Text excerpt Start Marker

Funded by two National Science Foundation grants, Kienle is collaborating on a variety of research projects shaping the baseline knowledge of leopard seals. In one case, she and a team of researchers have utilized an unexpected source to transform humans’ entire understanding of leopard seals. The source: whiskers.

Using tactics such as whisker analysis, Kienle and her collaborators are making significant discoveries about this mysterious species — including how their surprising feeding habits might be reshaping ecosystems.

“Whiskers are an amazing tissue that can represent up to a year’s worth of data,” Kienle says. “When you cut them into tiny segments, you can look at changes in the animals’ trophic level — meaning, what level of the food chain they’re feeding at across a year — from a single whisker.”

For this study, Emily Sperou, a new URI postdoctoral researcher in Kienle’s lab, meticulously cut up leopard seal whiskers — some procured during their field work, others donated by the National Oceanic and Atmospheric Administration — into tiny pieces and then analyzed them for carbon and nitrogen. The latter is what indicates the animals’ trophic position.

“Leopard seals have a huge dietary range,” Kienle says. “They are described as generalists, and at the population level that’s true, but the population is made up of a lot of individualized specialists.”

The researchers determined that specialization — individual leopard seals consistently targeting specific prey, habits that are largely driven by seals’ body size and sex — may be impacting declines in prey populations such as Antarctic fur seals.

Whisker analysis sampled across multiple years has allowed scientists to investigate consistency through time, relationship between body size and stress level, and diet specialization patterns. At URI, Sperou will now compare the whiskers of leopard seals from Antarctica to other regions — specifically Chile and New Zealand — to get a more global sense of their trophic level and specialization patterns.

Text excerpt End Marker

▸ **Task to complete**: Translate this sentence from the leopard seal text into Spanish: "Whisker analysis sampled across multiple years has allowed scientists to investigate consistency through time, relationship between body size and stress level, and diet specialization patterns."

Provided material Start Marker

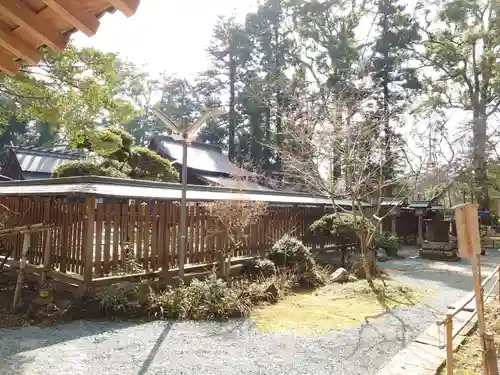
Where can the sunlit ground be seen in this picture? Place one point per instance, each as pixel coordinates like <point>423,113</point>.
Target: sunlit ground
<point>333,307</point>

Provided material End Marker

▸ **Written reply**: El análisis de bigotes muestreados a lo largo de varios años ha permitido a los científicos investigar la consistencia a lo largo del tiempo, la relación entre el tamaño corporal y el nivel de estrés, y los patrones de especialización en la dieta.